[Supplied data]

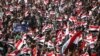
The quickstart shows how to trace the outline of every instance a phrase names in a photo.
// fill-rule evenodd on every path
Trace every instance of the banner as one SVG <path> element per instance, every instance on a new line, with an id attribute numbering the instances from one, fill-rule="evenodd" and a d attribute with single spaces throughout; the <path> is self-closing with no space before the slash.
<path id="1" fill-rule="evenodd" d="M 26 24 L 13 24 L 13 32 L 26 32 L 28 26 Z"/>

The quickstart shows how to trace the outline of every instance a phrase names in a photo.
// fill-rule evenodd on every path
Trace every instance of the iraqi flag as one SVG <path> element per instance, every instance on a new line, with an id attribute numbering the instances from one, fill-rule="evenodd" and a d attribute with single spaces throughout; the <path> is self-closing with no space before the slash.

[Work instructions] Exact copy, no pictures: please print the data above once more.

[Exercise response]
The quickstart shows how to trace the outline of every instance a phrase names in a photo.
// fill-rule evenodd on every path
Trace every instance of the banner as one SVG <path> element per instance, every instance on a new line, with an id attribute numbering the instances from one, fill-rule="evenodd" and a d attribute with single spaces throughout; the <path> is self-closing with no space before the slash.
<path id="1" fill-rule="evenodd" d="M 26 24 L 13 24 L 13 32 L 26 32 L 28 26 Z"/>

The quickstart shows how to trace the outline of every instance a phrase names in a photo.
// fill-rule evenodd on every path
Trace every instance of the iraqi flag as one SVG <path> element per instance, every instance on a new line, with an id attribute numbering the instances from one, fill-rule="evenodd" and a d attribute with single spaces throughout; the <path> is self-closing with no space before the slash.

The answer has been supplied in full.